What you have to do ▸
Return every line from the listing where the word "tree" occurs.

Source material ▸
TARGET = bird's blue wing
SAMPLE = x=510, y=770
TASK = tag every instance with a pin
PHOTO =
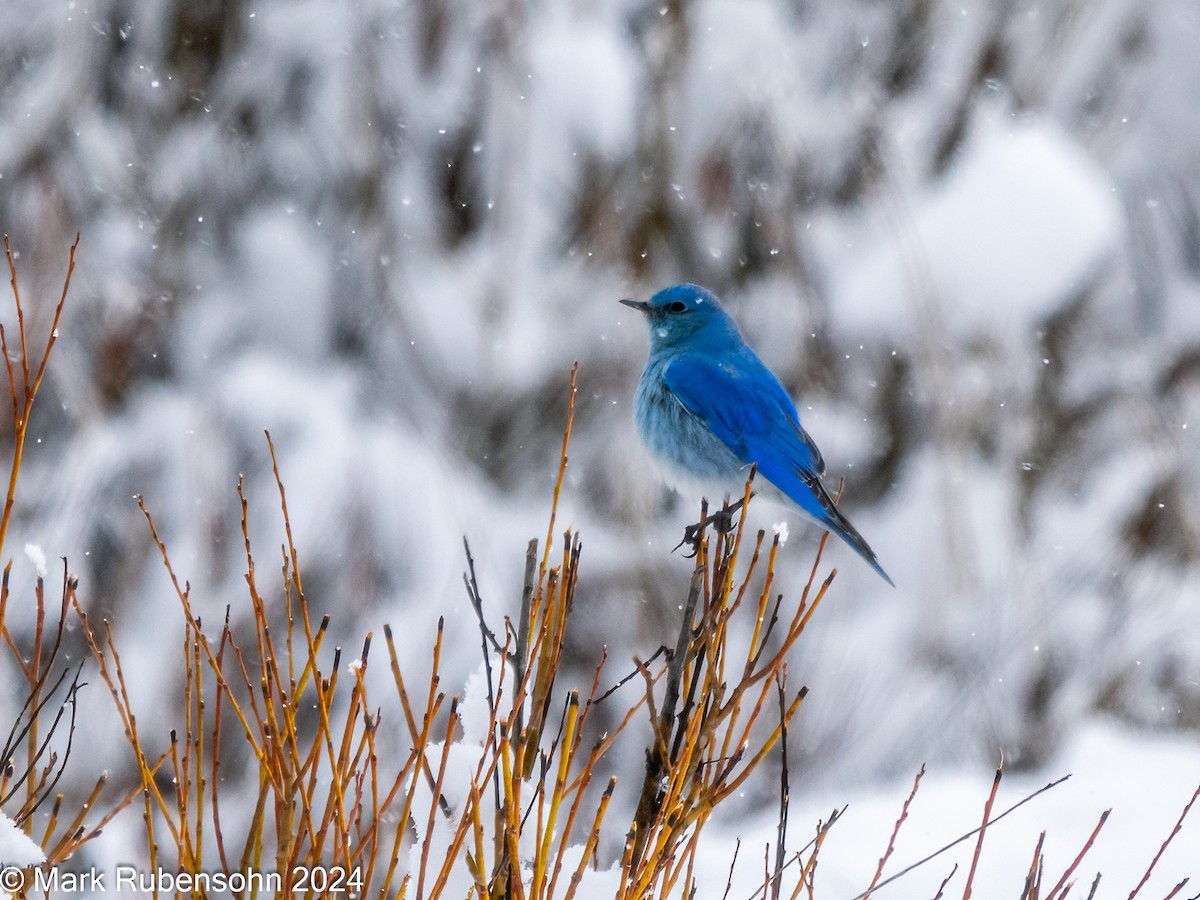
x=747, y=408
* * *
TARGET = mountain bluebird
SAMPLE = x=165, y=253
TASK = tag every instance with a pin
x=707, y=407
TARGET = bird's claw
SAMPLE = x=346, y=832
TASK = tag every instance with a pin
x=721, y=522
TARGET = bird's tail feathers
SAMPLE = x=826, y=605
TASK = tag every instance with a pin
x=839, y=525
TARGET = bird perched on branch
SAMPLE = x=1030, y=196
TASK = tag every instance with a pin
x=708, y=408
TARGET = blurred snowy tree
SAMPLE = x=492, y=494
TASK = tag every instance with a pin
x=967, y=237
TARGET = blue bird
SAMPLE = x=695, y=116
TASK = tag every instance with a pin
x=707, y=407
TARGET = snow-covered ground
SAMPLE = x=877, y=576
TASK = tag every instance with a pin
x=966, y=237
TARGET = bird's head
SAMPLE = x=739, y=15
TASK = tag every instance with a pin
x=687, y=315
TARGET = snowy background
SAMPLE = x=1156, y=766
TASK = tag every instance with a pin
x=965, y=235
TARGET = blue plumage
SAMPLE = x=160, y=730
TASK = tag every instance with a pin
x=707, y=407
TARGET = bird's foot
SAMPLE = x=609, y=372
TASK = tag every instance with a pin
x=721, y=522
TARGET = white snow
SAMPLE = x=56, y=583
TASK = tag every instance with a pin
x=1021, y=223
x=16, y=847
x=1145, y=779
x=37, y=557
---
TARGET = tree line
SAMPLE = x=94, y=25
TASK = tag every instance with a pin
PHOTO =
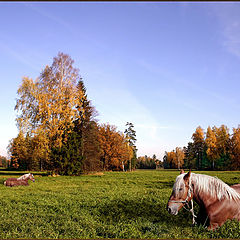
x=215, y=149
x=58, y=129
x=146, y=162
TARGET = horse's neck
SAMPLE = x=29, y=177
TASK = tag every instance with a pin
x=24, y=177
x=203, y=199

Answer below ▸
TARGET = blurred snowy tree
TARGET = tree line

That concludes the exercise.